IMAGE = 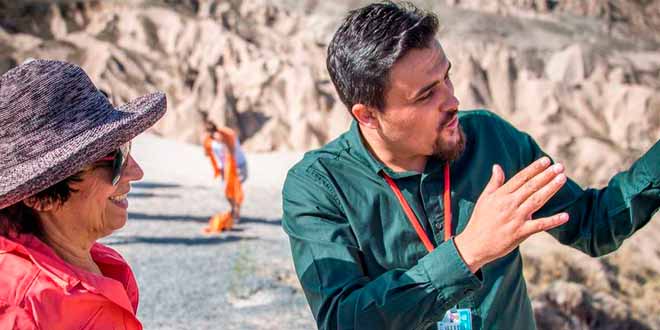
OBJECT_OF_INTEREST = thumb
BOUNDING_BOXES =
[483,164,504,194]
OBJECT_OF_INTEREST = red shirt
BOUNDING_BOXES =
[0,235,142,330]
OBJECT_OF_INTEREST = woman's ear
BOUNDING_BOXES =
[351,103,380,129]
[23,197,54,212]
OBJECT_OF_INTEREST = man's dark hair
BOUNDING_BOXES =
[326,1,439,111]
[0,172,82,237]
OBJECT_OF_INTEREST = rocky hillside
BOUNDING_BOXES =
[0,0,660,329]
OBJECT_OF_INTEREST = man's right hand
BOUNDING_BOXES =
[454,157,568,273]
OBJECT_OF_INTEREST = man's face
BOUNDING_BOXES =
[375,40,465,160]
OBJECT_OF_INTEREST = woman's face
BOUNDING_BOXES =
[58,155,144,239]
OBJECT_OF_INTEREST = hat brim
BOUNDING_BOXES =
[0,92,167,209]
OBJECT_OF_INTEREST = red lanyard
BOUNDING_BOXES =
[383,163,451,252]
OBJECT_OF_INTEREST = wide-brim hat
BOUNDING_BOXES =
[0,60,167,209]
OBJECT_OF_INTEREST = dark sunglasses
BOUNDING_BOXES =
[97,141,131,186]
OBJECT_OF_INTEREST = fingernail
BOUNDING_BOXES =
[552,163,564,174]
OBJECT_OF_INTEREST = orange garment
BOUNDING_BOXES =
[204,127,244,206]
[0,234,142,330]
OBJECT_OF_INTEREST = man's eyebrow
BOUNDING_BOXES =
[412,80,440,100]
[412,62,451,100]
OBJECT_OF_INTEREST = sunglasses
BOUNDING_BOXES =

○ ○ ○ ○ ○ ○ ○

> **Requirement**: Report every line of the data above that contains the string "dark", treating uppercase and lowercase letters as distinct.

> **Solution to the exercise**:
OBJECT_OF_INTEREST = man's dark hair
OBJECT_OF_INTEREST = dark sunglasses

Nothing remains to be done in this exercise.